## [WORK INSTRUCTION]
Here are some records. Transcribe all of them exactly.

## [RECORDED DATA]

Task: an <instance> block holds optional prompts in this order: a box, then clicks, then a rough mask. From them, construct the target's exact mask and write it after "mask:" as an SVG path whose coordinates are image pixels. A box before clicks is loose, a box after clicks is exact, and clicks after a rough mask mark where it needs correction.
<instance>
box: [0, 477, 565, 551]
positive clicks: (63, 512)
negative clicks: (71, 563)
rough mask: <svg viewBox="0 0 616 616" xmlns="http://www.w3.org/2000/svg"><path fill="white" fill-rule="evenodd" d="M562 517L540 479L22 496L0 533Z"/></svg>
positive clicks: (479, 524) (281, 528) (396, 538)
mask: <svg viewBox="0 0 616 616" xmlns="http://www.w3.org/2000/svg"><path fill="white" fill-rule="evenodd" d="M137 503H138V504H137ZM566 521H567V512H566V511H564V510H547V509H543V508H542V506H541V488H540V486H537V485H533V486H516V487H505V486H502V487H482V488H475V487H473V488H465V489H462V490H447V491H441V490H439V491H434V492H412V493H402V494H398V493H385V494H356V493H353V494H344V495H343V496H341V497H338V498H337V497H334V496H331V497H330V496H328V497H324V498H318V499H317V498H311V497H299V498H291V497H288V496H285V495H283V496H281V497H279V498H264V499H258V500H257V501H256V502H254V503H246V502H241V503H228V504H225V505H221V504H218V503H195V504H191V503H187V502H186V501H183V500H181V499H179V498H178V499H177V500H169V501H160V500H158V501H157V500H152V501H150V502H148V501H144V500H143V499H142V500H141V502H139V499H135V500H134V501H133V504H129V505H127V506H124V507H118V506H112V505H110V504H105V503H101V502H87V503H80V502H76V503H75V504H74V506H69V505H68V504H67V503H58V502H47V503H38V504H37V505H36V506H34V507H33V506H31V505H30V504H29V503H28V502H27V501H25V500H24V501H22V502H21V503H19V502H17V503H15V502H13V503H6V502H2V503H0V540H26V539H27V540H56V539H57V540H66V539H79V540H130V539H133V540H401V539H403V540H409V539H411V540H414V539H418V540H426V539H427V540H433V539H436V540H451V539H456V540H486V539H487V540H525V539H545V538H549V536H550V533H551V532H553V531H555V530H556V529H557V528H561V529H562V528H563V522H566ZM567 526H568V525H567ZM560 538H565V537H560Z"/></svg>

## [WRITTEN SOLUTION]
Task: an <instance> block holds optional prompts in this order: a box, then clicks, then a rough mask. From them, construct the target's exact mask and write it after "mask:" as an SVG path whose coordinates are image pixels. A box before clicks is loose, a box after clicks is exact, and clicks after a rough mask mark where it needs correction.
<instance>
box: [0, 477, 565, 551]
positive clicks: (63, 512)
negative clicks: (71, 563)
rough mask: <svg viewBox="0 0 616 616" xmlns="http://www.w3.org/2000/svg"><path fill="white" fill-rule="evenodd" d="M562 517L540 479L22 496L0 533Z"/></svg>
positive clicks: (479, 524) (281, 528) (396, 538)
mask: <svg viewBox="0 0 616 616" xmlns="http://www.w3.org/2000/svg"><path fill="white" fill-rule="evenodd" d="M137 503H138V504H137ZM566 521H567V512H566V511H564V510H547V509H543V508H542V506H541V488H540V486H537V485H533V486H516V487H505V486H502V487H482V488H475V487H473V488H465V489H462V490H447V491H441V490H439V491H434V492H412V493H402V494H398V493H385V494H356V493H353V494H344V495H343V496H341V497H338V498H337V497H334V496H331V497H330V496H328V497H324V498H318V499H317V498H311V497H299V498H291V497H288V496H285V495H283V496H281V497H279V498H264V499H258V500H257V501H256V502H254V503H246V502H241V503H228V504H225V505H221V504H218V503H195V504H191V503H187V502H186V501H183V500H181V499H179V498H178V499H177V500H169V501H160V500H158V501H157V500H152V501H150V502H148V501H144V500H143V499H142V500H141V502H139V499H135V500H134V501H133V504H129V505H127V506H124V507H118V506H112V505H110V504H105V503H101V502H87V503H80V502H76V503H75V504H74V506H69V505H68V504H67V503H58V502H47V503H38V504H37V505H36V506H34V507H33V506H31V505H30V504H29V503H28V502H27V501H25V500H24V501H22V502H21V503H19V502H17V503H15V502H13V503H6V502H2V503H0V540H26V539H27V540H56V539H57V540H66V539H79V540H130V539H133V540H401V539H403V540H409V539H411V540H414V539H418V540H426V539H427V540H433V539H436V540H451V539H456V540H486V539H487V540H525V539H545V538H549V536H550V533H551V532H553V531H555V530H556V529H557V528H561V529H562V528H563V522H566ZM567 526H568V525H567ZM560 538H565V537H560Z"/></svg>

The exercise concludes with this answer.